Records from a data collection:
%%

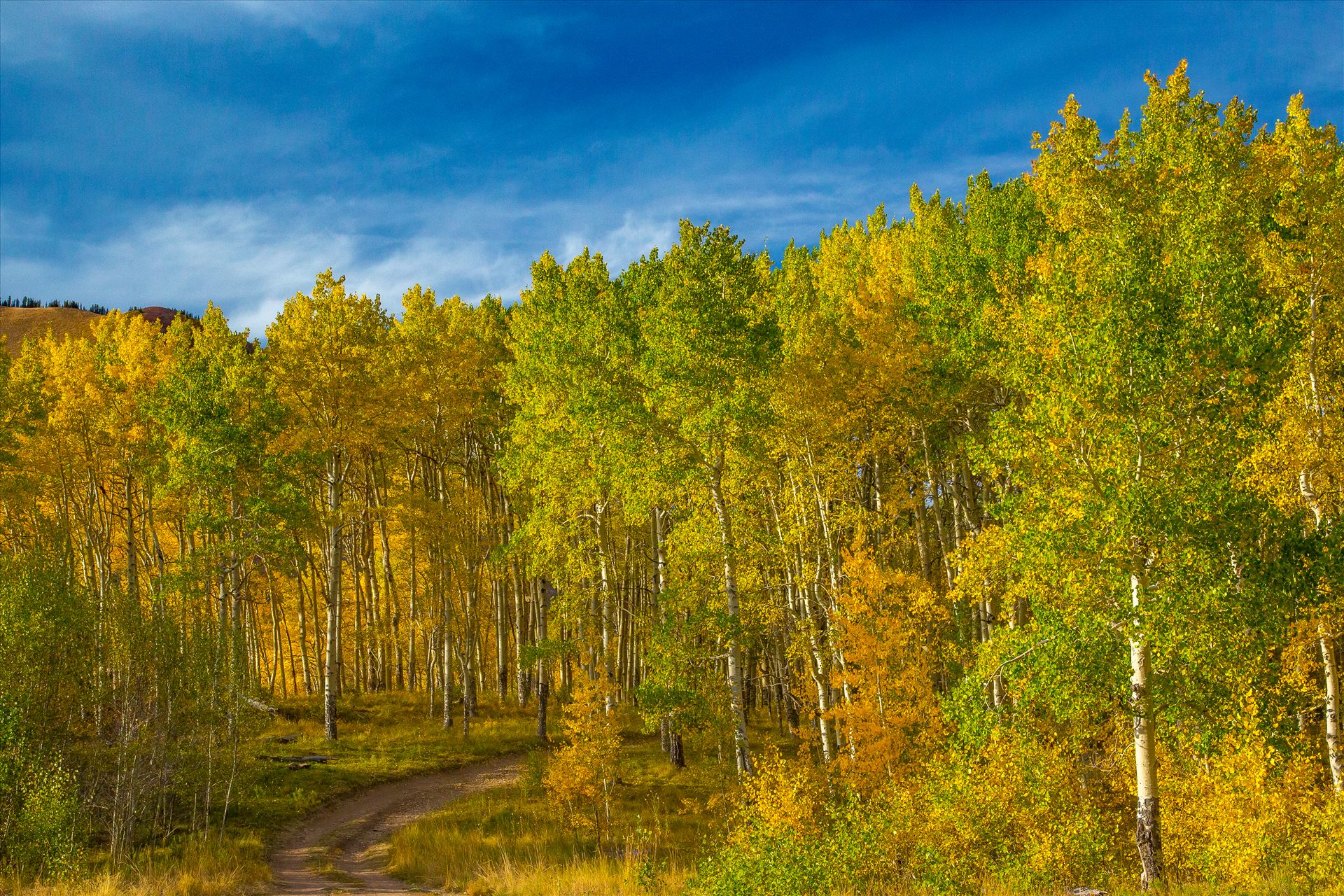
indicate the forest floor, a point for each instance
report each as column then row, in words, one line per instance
column 384, row 738
column 346, row 844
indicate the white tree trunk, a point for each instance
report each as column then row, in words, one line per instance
column 1147, row 822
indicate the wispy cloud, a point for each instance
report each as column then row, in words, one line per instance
column 175, row 153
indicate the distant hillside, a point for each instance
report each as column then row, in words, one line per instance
column 18, row 324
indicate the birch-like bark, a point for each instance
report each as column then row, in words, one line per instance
column 1334, row 745
column 1148, row 821
column 730, row 590
column 334, row 564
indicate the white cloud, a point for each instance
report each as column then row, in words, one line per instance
column 249, row 258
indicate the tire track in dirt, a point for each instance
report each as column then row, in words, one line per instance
column 347, row 833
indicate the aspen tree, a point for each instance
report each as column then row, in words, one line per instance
column 327, row 356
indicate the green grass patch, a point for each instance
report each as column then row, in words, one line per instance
column 512, row 841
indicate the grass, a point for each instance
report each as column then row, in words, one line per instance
column 512, row 843
column 382, row 738
column 18, row 324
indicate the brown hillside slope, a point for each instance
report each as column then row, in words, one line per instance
column 18, row 324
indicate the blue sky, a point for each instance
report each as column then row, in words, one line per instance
column 164, row 153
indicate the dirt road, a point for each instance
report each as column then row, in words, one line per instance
column 342, row 840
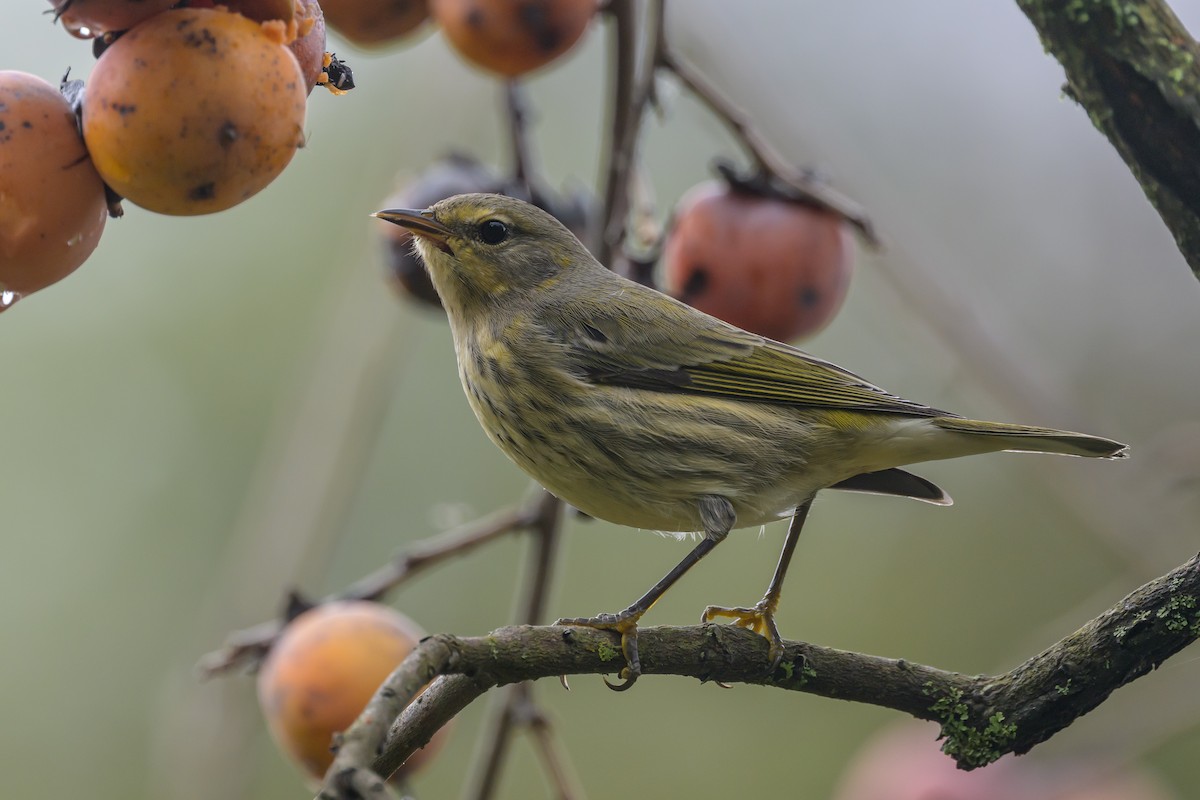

%%

▸ **WHAT IS BEING ASKED**
List each line in the material that contains the word "white".

▸ **EXERCISE OUTPUT**
indicate the white tree trunk, a point for each instance
indicate the white cloud, a point for each instance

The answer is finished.